Report all lines in the records that hold the string "evenodd".

» LISTED RECORDS:
+===+

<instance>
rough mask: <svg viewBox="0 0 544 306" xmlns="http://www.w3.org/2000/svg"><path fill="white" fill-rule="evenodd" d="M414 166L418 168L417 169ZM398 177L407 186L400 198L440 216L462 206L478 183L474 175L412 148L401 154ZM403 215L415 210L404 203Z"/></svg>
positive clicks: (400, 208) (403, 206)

+===+

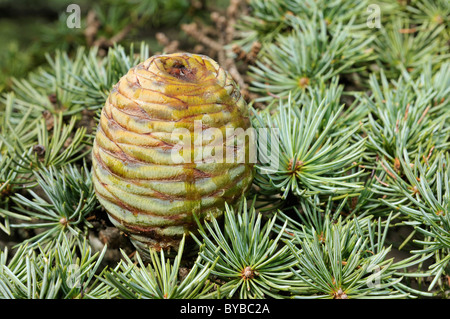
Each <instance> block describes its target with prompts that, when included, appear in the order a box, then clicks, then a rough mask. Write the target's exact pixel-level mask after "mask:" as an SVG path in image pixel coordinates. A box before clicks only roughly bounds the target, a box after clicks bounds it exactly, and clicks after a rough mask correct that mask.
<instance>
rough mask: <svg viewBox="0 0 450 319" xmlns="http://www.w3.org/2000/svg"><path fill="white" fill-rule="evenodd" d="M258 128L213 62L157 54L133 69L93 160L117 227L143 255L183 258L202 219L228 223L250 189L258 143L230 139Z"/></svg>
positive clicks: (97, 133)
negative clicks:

+===+

» PROBLEM SOLUTION:
rough mask: <svg viewBox="0 0 544 306" xmlns="http://www.w3.org/2000/svg"><path fill="white" fill-rule="evenodd" d="M414 166L418 168L417 169ZM398 177L407 186L400 198L440 216L462 206L478 183L474 175L412 148L401 154ZM403 215L415 210L404 203Z"/></svg>
rough mask: <svg viewBox="0 0 450 319" xmlns="http://www.w3.org/2000/svg"><path fill="white" fill-rule="evenodd" d="M258 128L213 62L157 54L133 69L93 160L117 227L143 255L183 258L202 219L228 223L250 189L258 143L230 139Z"/></svg>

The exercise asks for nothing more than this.